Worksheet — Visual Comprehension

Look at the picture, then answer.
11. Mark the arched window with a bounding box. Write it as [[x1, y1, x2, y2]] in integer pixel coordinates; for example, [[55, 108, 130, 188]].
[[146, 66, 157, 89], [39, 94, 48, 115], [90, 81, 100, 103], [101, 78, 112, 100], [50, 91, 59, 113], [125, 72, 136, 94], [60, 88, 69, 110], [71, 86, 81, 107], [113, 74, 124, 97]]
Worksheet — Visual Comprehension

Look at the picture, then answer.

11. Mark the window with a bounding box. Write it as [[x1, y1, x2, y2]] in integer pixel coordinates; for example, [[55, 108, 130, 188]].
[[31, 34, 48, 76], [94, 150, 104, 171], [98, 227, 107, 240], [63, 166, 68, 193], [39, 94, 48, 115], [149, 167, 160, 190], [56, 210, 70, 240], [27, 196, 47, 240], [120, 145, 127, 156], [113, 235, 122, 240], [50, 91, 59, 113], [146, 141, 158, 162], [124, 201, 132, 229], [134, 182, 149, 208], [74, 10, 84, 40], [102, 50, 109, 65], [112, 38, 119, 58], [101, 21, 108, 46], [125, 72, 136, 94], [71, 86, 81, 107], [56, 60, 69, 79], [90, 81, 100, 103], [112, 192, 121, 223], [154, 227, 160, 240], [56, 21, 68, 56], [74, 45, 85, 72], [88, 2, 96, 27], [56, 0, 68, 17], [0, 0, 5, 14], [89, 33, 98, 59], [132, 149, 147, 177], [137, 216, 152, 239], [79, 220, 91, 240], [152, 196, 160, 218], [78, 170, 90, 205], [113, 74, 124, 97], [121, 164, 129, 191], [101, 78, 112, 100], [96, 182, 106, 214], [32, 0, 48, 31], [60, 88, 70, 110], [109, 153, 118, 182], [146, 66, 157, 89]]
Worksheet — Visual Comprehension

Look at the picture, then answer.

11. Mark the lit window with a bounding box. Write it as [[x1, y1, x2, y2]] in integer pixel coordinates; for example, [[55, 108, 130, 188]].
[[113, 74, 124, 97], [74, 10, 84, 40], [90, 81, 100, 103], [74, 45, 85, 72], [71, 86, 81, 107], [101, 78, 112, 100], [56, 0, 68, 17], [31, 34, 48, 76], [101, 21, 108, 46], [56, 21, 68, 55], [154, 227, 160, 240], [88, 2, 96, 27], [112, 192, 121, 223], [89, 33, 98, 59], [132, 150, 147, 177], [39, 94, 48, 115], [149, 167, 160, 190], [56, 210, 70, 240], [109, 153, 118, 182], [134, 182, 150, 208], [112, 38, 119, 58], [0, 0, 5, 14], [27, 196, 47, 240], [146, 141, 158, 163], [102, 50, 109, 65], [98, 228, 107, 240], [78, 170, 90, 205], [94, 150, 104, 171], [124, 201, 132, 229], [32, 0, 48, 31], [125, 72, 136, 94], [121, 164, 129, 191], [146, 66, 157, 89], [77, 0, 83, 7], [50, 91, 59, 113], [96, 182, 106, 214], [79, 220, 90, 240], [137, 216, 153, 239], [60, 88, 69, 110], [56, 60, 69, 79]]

- **EXERCISE AIM**:
Present every line of the records above as a JSON list of strings, one string per line, with blank lines left out.

- **OUTPUT FOR THIS EXERCISE**:
[
  "Worksheet — Visual Comprehension",
  "Look at the picture, then answer.",
  "11. Mark the arched window with a bounding box. Write it as [[x1, y1, x2, y2]] in integer pixel coordinates; for example, [[55, 108, 130, 188]].",
  "[[146, 66, 157, 89], [39, 94, 48, 115], [90, 81, 100, 103], [101, 78, 112, 100], [50, 91, 59, 113], [125, 72, 136, 94], [60, 88, 69, 110], [71, 86, 81, 107], [113, 74, 124, 97]]",
  "Worksheet — Visual Comprehension",
  "Look at the picture, then answer.",
  "11. Mark the window with a bounding box. Write it as [[x1, y1, x2, y2]] in integer pixel coordinates; for example, [[55, 108, 130, 188]].",
  "[[31, 34, 48, 76], [94, 150, 104, 171], [98, 227, 107, 240], [63, 166, 68, 193], [39, 94, 48, 115], [149, 167, 160, 190], [56, 210, 70, 240], [27, 196, 47, 240], [120, 145, 127, 156], [113, 235, 122, 240], [50, 91, 59, 113], [146, 141, 158, 162], [124, 201, 132, 229], [134, 182, 149, 208], [74, 10, 84, 40], [102, 50, 109, 65], [112, 38, 119, 58], [101, 21, 108, 46], [125, 72, 136, 94], [71, 86, 81, 107], [56, 60, 69, 79], [90, 81, 100, 103], [112, 192, 121, 223], [154, 227, 160, 240], [56, 21, 68, 56], [74, 45, 85, 72], [88, 2, 96, 27], [56, 0, 68, 17], [0, 0, 5, 14], [89, 33, 98, 59], [132, 149, 147, 177], [137, 216, 152, 239], [79, 220, 91, 240], [152, 196, 160, 218], [78, 170, 90, 205], [113, 74, 124, 97], [121, 164, 129, 191], [101, 78, 112, 100], [96, 182, 106, 214], [32, 0, 48, 31], [60, 88, 70, 110], [109, 153, 118, 182], [146, 66, 157, 89]]",
  "Worksheet — Visual Comprehension",
  "Look at the picture, then answer.",
  "11. Mark the lit window with a bounding box. Write it as [[x1, y1, x2, y2]] in integer pixel coordinates; for example, [[55, 108, 130, 188]].",
  "[[113, 74, 124, 97], [74, 10, 84, 40], [90, 81, 100, 103], [74, 45, 85, 72], [71, 86, 81, 107], [101, 78, 112, 100], [56, 0, 68, 17], [31, 34, 48, 76], [101, 21, 108, 46], [56, 21, 68, 55], [154, 227, 160, 240], [88, 2, 96, 27], [112, 192, 121, 223], [89, 33, 98, 59], [132, 150, 147, 177], [39, 94, 48, 115], [149, 167, 160, 190], [56, 210, 70, 240], [109, 153, 118, 182], [134, 182, 150, 208], [112, 38, 119, 58], [0, 0, 5, 14], [27, 196, 47, 240], [146, 141, 158, 163], [102, 50, 109, 65], [98, 228, 107, 240], [78, 170, 90, 205], [94, 150, 104, 171], [124, 201, 132, 229], [32, 0, 48, 31], [125, 72, 136, 94], [121, 164, 129, 191], [146, 66, 157, 89], [77, 0, 83, 7], [50, 91, 59, 113], [96, 182, 106, 214], [79, 220, 90, 240], [137, 216, 153, 239], [60, 88, 69, 110], [56, 60, 69, 79]]"
]